> [READING PASSAGE]
= = = = =
With this process we create the cultural/symbolic vision/value of the event.

This is, in most cases, the drive that pushes individuals and groups to actually go to the environment/event to experience it, arriving at the situation described by the previous version of the diagram.

The cycle is not complete, yet.

When people “complete” the experience they will not be in a vacuum, but they will continue their lives and relations.

We can/should imagine our design in something that transforms the post experience, as well.

To do this, we can imagine to design forms of interaction which go beyond the localized experience of the event, and are dedicated to allow people to interact with the event space from other locations, to reach out from the location onto other places and networks and, most important of all, to express ideas, perceptions and visions about the event in lively, shareable ways, generating discussion and, thus, further communication.

hybrid spaces

Tho achieve the objectives we set forth (interconnect physical and digital spaces to create an ecosystem which allows people to live an experience before, during and after the event, in ubiquitous ways) we can take into account the ways in which we can enact this process.
= = = = =
> [DATA EXCERPTS]
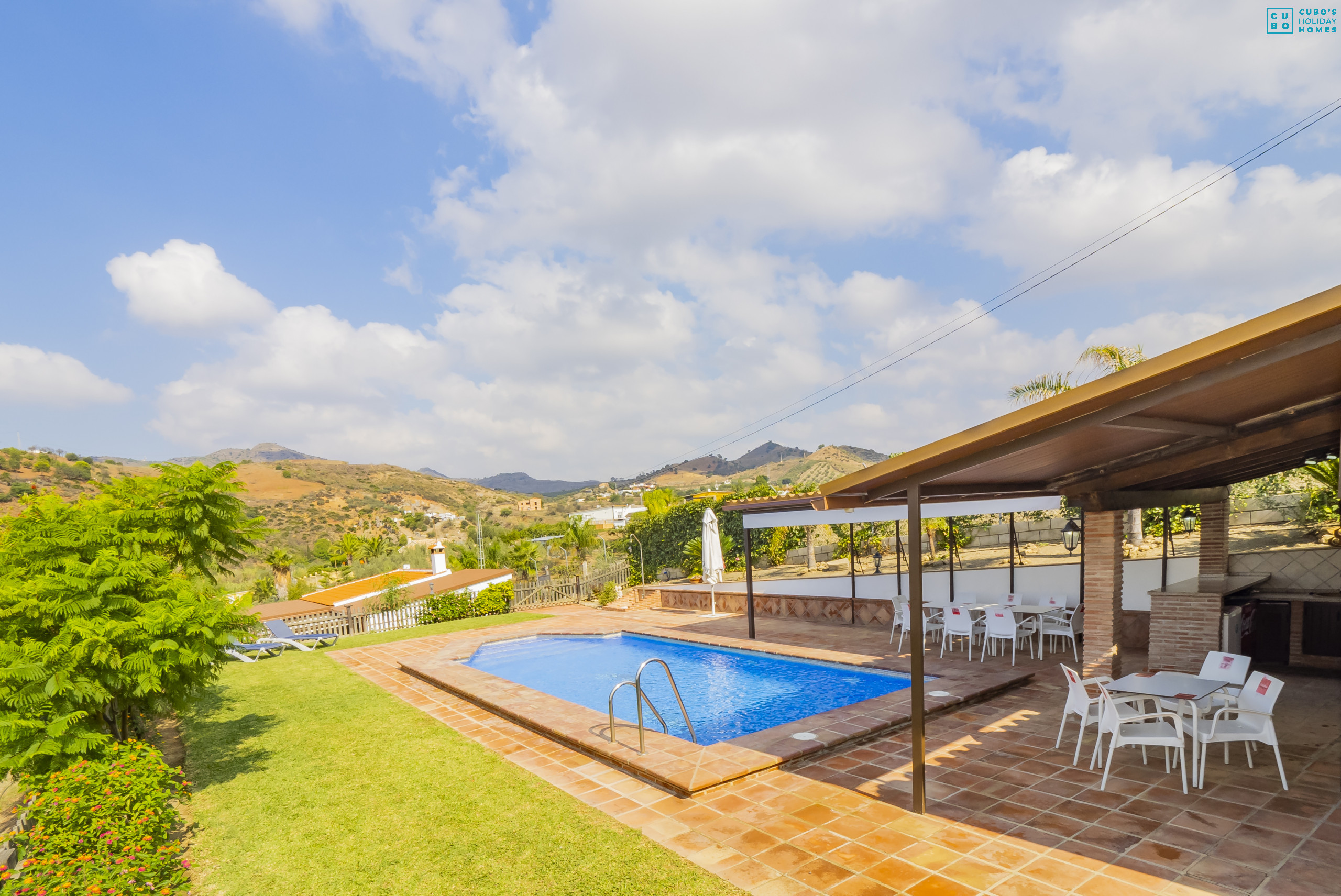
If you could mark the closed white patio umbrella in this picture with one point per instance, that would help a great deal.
= = = = =
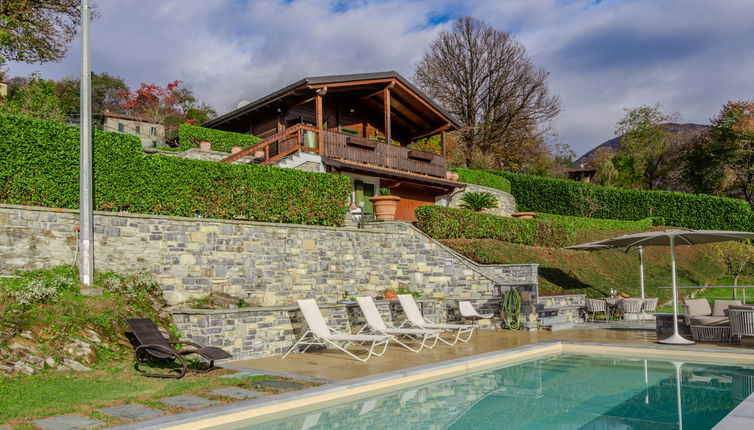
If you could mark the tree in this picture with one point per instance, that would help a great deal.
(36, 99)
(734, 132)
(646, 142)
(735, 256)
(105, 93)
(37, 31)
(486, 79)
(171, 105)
= = = = =
> [GIVEN REQUEST] Reproduce the passage on designing event experiences above, starting at "Tho achieve the" and ending at "enact this process.".

> [TASK ANSWER]
Tho achieve the objectives we set forth (interconnect physical and digital spaces to create an ecosystem which allows people to live an experience before, during and after the event, in ubiquitous ways) we can take into account the ways in which we can enact this process.